* start RAW DATA *

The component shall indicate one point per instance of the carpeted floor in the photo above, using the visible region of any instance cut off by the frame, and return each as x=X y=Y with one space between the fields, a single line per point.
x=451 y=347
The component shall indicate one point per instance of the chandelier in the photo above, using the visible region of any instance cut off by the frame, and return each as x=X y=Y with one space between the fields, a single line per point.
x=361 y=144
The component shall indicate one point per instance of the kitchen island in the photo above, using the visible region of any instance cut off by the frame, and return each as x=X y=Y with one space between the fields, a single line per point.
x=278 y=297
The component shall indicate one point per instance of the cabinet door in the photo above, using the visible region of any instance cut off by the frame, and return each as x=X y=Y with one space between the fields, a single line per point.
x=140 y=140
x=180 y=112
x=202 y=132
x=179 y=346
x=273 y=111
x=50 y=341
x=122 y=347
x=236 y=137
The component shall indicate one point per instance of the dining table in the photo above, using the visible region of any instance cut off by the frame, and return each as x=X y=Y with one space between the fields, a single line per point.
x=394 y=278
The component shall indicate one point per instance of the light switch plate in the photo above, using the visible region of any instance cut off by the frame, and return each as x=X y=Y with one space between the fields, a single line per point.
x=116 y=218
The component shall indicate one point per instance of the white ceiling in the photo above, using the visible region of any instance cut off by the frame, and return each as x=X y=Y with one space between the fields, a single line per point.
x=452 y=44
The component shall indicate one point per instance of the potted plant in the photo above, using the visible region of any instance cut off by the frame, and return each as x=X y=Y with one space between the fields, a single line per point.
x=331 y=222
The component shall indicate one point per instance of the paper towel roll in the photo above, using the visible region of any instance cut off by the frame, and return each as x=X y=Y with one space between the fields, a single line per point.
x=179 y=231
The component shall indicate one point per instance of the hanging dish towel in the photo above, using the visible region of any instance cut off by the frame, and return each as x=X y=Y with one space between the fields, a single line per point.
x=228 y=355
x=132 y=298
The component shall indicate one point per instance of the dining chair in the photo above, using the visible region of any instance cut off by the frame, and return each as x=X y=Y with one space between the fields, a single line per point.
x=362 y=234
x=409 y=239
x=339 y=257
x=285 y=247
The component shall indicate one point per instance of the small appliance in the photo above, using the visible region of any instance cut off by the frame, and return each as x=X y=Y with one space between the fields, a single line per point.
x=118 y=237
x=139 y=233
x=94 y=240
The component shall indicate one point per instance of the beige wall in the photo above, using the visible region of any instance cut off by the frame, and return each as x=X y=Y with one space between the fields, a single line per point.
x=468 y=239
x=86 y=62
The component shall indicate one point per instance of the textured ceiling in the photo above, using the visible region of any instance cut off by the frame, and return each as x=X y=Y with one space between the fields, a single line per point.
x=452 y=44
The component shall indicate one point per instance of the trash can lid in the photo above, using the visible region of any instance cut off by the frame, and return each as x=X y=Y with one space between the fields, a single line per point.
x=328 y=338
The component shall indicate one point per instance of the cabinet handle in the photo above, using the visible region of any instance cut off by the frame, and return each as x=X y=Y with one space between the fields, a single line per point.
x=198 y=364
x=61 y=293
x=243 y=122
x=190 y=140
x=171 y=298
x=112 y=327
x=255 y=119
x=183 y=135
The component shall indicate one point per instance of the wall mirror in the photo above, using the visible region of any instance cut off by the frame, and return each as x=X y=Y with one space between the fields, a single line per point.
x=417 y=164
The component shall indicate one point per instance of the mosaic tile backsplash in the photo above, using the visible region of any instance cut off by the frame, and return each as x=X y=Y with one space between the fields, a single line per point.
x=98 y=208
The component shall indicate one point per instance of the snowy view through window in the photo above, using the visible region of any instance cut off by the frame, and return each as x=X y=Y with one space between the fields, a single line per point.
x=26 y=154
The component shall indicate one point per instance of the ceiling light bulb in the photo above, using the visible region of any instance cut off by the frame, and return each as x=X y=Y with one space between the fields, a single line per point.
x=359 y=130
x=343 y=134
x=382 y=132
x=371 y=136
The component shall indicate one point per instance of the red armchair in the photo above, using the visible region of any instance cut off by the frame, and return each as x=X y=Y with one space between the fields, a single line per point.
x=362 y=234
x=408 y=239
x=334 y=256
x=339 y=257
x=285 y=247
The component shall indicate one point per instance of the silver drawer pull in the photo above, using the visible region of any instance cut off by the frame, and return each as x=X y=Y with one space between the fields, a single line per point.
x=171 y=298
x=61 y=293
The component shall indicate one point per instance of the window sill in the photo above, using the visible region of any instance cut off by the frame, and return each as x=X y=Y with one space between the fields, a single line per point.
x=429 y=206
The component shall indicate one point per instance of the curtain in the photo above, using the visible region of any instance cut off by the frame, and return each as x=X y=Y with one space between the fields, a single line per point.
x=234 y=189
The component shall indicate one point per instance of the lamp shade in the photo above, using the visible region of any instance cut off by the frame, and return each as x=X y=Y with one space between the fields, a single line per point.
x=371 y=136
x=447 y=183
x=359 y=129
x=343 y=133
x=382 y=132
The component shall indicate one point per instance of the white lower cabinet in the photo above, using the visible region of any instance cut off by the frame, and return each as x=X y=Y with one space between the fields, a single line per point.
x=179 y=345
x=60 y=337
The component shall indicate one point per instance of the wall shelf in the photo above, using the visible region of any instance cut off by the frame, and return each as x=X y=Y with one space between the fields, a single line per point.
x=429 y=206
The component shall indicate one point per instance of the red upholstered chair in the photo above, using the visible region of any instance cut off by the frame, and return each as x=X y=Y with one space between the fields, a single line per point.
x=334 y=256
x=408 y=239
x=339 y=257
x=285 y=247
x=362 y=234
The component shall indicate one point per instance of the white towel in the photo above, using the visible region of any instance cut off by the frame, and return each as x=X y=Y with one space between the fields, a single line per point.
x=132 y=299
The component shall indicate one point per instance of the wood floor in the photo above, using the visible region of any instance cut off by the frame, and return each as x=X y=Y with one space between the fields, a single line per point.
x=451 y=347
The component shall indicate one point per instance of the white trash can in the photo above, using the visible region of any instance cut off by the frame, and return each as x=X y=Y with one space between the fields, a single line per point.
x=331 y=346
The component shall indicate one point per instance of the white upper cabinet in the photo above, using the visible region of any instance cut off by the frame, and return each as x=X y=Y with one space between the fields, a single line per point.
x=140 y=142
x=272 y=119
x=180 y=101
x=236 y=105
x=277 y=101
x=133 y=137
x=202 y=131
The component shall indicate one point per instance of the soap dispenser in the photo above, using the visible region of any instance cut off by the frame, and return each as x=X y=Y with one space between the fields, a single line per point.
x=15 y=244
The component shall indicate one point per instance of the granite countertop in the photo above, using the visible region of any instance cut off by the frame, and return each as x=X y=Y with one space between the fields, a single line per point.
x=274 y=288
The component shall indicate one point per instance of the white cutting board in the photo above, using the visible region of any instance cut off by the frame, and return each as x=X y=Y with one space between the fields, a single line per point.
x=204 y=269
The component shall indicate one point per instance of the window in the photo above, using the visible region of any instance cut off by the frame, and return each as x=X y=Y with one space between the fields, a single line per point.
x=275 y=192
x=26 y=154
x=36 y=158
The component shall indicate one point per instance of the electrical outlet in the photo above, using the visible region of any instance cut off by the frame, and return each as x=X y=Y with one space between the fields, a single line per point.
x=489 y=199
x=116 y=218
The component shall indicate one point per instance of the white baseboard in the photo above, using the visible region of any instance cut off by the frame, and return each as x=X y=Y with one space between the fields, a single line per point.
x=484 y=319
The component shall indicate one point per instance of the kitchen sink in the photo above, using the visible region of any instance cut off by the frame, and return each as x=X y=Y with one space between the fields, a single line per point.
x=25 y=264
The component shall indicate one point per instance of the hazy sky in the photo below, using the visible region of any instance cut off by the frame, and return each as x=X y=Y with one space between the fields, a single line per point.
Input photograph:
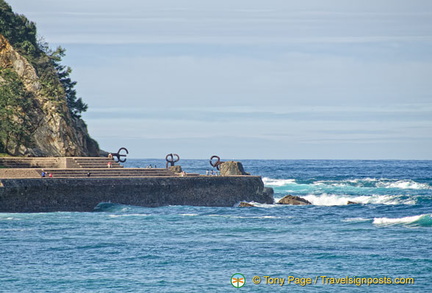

* end RAW DATA *

*GIVEN PROBLEM*:
Please reproduce the records above word for word, starting at the line that contains "the dining chair" and stopping after the line that contains "x=328 y=338".

*EXERCISE SOLUTION*:
The component shall indicate one point per instance of the dining chair in the photo above, using the visible region of any instance cut off by the frame, and return each as x=X y=Y with one space between the fields, a single line per point.
x=362 y=234
x=409 y=239
x=339 y=257
x=285 y=247
The component shall indicate one point per instance of the small appliance in the photo above, using the visible region of any instance cut off by the frame, and return each as x=X y=Y with one space between the fields, a single line per point.
x=118 y=237
x=139 y=233
x=94 y=240
The component shall indicate one point per instance of the beige wall in the photo above, using the visible region of any instance cut off by the frame, and return each as x=X y=Y with one space between the fields, a single line per point.
x=468 y=239
x=86 y=62
The component shall indicate one point per instance of the textured ceiling in the photo above, using the visible region of any instance cut off by the frame, and return each as x=X y=Y with one space between the fields, a single line per point.
x=452 y=44
The component shall indicate one point per instance of the trash can lid in the photo above, using the visible region of any instance cut off by the frame, and return each as x=X y=Y with one space between the fields, a single line per point.
x=328 y=338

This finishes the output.